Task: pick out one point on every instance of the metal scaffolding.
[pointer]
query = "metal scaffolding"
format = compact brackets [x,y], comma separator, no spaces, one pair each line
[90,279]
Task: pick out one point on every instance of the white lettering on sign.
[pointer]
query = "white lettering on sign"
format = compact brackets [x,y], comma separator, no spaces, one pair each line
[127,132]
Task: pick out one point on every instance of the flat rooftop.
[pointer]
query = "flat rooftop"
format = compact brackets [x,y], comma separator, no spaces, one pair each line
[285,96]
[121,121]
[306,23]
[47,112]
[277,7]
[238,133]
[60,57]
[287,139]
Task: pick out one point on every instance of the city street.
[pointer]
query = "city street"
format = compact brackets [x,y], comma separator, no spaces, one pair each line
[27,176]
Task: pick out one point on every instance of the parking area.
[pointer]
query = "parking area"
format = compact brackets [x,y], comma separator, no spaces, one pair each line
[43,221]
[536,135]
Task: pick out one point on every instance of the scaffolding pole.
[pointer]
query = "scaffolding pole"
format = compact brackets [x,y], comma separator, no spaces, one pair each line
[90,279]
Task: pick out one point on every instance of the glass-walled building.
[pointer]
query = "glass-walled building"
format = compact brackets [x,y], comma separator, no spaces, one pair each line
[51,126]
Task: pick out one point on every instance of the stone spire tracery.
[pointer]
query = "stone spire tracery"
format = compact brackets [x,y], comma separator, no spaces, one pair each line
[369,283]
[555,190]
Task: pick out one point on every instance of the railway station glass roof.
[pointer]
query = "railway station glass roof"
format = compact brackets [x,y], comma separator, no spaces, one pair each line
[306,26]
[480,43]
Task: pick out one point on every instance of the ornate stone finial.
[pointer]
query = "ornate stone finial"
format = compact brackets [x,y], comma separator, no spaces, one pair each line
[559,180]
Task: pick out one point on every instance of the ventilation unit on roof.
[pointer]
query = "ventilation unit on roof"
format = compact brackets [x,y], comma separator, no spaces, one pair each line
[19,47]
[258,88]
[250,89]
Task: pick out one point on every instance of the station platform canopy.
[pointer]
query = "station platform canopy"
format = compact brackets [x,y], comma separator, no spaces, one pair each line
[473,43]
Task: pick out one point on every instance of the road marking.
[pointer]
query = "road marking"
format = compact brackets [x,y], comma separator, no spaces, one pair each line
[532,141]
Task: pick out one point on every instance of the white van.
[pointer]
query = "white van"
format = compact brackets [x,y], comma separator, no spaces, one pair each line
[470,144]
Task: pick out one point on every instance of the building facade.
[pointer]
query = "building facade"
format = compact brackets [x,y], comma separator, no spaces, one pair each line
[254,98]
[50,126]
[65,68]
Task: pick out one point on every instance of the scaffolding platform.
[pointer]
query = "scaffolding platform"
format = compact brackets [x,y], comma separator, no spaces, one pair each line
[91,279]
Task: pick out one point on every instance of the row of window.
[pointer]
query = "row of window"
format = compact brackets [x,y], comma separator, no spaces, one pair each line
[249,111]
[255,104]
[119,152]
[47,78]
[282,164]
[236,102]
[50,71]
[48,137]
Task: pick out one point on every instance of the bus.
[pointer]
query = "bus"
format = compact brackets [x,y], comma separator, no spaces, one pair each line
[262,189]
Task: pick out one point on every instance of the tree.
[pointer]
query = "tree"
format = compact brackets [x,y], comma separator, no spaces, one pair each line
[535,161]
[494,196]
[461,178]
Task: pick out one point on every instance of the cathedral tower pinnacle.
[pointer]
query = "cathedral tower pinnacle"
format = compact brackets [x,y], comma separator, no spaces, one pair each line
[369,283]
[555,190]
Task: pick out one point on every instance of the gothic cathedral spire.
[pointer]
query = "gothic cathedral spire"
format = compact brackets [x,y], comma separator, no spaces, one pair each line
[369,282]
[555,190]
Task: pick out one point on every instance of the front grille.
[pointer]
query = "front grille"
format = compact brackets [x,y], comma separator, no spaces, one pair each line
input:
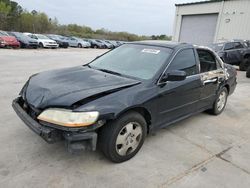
[33,112]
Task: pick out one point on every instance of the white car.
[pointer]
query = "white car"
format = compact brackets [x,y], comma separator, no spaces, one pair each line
[77,42]
[43,41]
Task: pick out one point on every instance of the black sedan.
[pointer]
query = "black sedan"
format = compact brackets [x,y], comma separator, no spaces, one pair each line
[25,41]
[60,40]
[120,97]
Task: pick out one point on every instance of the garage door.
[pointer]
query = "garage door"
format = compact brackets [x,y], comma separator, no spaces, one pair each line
[198,29]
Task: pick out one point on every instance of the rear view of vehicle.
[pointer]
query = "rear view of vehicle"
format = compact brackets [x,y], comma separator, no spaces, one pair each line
[44,41]
[60,40]
[233,53]
[8,41]
[25,41]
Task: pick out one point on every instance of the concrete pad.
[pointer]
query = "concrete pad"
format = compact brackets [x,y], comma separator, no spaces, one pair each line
[216,174]
[28,161]
[239,156]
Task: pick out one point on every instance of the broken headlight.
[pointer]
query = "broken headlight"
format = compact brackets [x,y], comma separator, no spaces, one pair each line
[68,118]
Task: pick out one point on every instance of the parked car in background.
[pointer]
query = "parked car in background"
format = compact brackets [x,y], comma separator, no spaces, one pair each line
[60,40]
[43,41]
[107,45]
[95,44]
[233,53]
[114,43]
[8,41]
[24,40]
[248,72]
[77,42]
[123,95]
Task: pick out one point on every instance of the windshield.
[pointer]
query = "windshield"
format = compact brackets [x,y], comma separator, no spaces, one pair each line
[41,36]
[137,61]
[3,33]
[20,35]
[217,47]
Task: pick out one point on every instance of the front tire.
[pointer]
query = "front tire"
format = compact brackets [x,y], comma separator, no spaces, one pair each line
[220,102]
[41,45]
[244,64]
[121,139]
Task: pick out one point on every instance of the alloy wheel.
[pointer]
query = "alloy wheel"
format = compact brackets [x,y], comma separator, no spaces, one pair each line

- - -

* _Work to be completed_
Each entry above should be copied exactly. The pictures should not.

* _Solution to the exercise_
Task: pick out one point on every instance of the metal scaffolding.
[pointer]
query = "metal scaffolding"
format = compact brackets [x,y], comma separator, no spaces, one pair each line
[90,279]
Task: pick out one point on every instance of the white lettering on sign.
[pointer]
query = "white lettering on sign"
format = compact brackets [x,y], comma separator, no spaces, one pair each line
[127,132]
Task: pick out one point on every instance of the flat rooftop.
[pointer]
query = "flat rooftop"
format = compact brackets [x,y], comma separator, no spaces, one pair each line
[285,96]
[121,121]
[306,23]
[47,112]
[277,7]
[238,133]
[60,57]
[287,139]
Task: pick out one point on every instance of the city street.
[pointer]
query = "city street"
format = compact brackets [x,y], comma separator, no spaces, one pair each line
[27,176]
Task: pick out one point on every instance of the parking area.
[pointer]
query = "parking area"
format = compact brackets [x,y], comma separator, no spaces, one pair each line
[43,221]
[536,135]
Task: pick out one point on every instance of the scaffolding pole.
[pointer]
query = "scaffolding pole"
format = compact brackets [x,y], comma separator, no spaces, one pair each line
[90,279]
Task: pick out one point on every instance of the glass-walled building.
[pointer]
query = "glass-walled building"
format = compact brackets [x,y], comma separator, no spaces, one pair each line
[51,126]
Task: pick out one point on every instance of the stone spire tracery.
[pointer]
query = "stone spire tracery"
format = compact brackets [x,y], comma separator, no spaces, one pair each line
[369,283]
[555,190]
Task: pick out one point on every instance of the railway station glass roof.
[pointer]
query = "railway station glass roof"
format = compact brackets [x,y], comma separator, no spaces, one pair each line
[306,26]
[480,43]
Task: pick out one point on every instance of the ornate stone finial.
[pointer]
query = "ornate stone finial"
format = compact brackets [x,y], comma separator, no spaces, one pair each line
[559,180]
Task: pick out one point on every instance of the ventilation unit on roof.
[pointer]
query = "ventilation unit on roof"
format = compact brackets [x,y], comma separator, no spaces, one pair each line
[19,47]
[258,88]
[250,89]
Task: pick out one point on every instance of the station platform canopy.
[pointer]
query = "station platform canopy"
format = compact brackets [x,y], comma separator, no spaces, one pair each line
[473,43]
Task: pick out one point on every instance of the road marking.
[pointer]
query = "road marking"
format = compact brackets [x,y], comma separator, no spaces, one pair each line
[532,141]
Task: pick out one point on every instance of the white van.
[pointer]
query = "white van"
format = compact brackets [x,y], comma separator, no spaces, one pair each line
[470,144]
Task: pick out one point on every instance of the building facade.
[pointer]
query = "building facade"
format = compact brackets [x,y], comma separator, no spaces, one pair each line
[254,98]
[50,126]
[65,68]
Task: pick out one point on every instance of the scaffolding platform.
[pointer]
query = "scaffolding platform"
format = compact brackets [x,y], comma separator, no spaces, one pair each line
[91,279]
Task: pick out one point on every instance of the row of window.
[pointer]
query = "row of window"
format = compact brackets [x,y], comma separator, no spaces, one pair each line
[249,111]
[255,104]
[119,152]
[47,78]
[282,164]
[236,102]
[50,71]
[48,137]
Task: pick out one point on every instance of the bus.
[pointer]
query = "bus"
format = compact brackets [x,y], comma separator, no spaces, one pair each line
[262,189]
Task: pick out one point on every instance of the tree.
[pointer]
query = "tree"
format = compact brackets [x,y], comma separator, no spaces, one pair each line
[535,161]
[494,196]
[461,178]
Task: pick out one point on every instance of the cathedral tower pinnacle.
[pointer]
query = "cathedral tower pinnacle"
format = compact brackets [x,y], comma separator, no spaces, one pair each line
[369,283]
[555,190]
Task: pick out one point on every instance of the gothic cathedral spire.
[pointer]
query = "gothic cathedral spire"
format = compact brackets [x,y], comma separator, no spaces, one pair each line
[369,282]
[555,190]
Task: pick out one point on every instance of the front grille.
[pointer]
query = "front grille"
format = compact brackets [x,y], comma separator, no spaces, one pair each line
input:
[33,112]
Task: pick out one point on every instance of the white car.
[pointer]
query = "white car"
format = compact brackets [x,y], comma separator, no spaces, one pair each line
[77,42]
[43,41]
Task: pick out one point on every instance of the black sedan.
[pointer]
query = "black sedan"
format = compact brackets [x,y], comma separator, no spaces, one pair each line
[25,41]
[60,40]
[120,97]
Task: pick out one point on every instance of the garage door.
[pointer]
query = "garage door"
format = compact brackets [x,y], comma separator, no spaces, one pair each line
[198,29]
Task: pick out one point on every instance of the rear view of vehicle.
[pointer]
query = "rear view of vehicle"
format = compact brackets [x,y], comma separator, no spaces, one pair each line
[44,41]
[60,40]
[233,53]
[8,41]
[25,41]
Task: pick out one point on every instance of the concrete pad.
[pointer]
query = "concrete pad"
format = compact brackets [x,y], comma separator, no spaces, one pair each line
[216,174]
[28,161]
[239,156]
Task: pick out one point on every instance of the broken headlight.
[pointer]
query = "broken headlight"
format = compact brackets [x,y], comma separator, no spaces, one pair each line
[68,118]
Task: pick out one point on every instance of the parked car in background.
[pointer]
query = "parked car in background"
format = compact brackets [x,y], comma separator, no spaces, one pair each line
[60,40]
[43,41]
[107,45]
[95,44]
[233,53]
[114,43]
[8,41]
[24,40]
[248,72]
[77,42]
[123,95]
Task: pick out one point on every instance of the windshield.
[pointer]
query = "windshield"
format = compact brackets [x,y], comma separator, no spaces, one pair each line
[41,36]
[137,61]
[3,33]
[20,35]
[217,47]
Task: pick out one point on every instance of the front tire.
[pointer]
query = "front tire"
format = compact brackets [x,y], comma separator, no spaces, one pair each line
[220,102]
[41,45]
[244,64]
[121,139]
Task: pick out one point on every instance of the alloy wheel.
[pointer]
query = "alloy wheel"
format = compact brackets [x,y], comma separator, no spaces, one pair each line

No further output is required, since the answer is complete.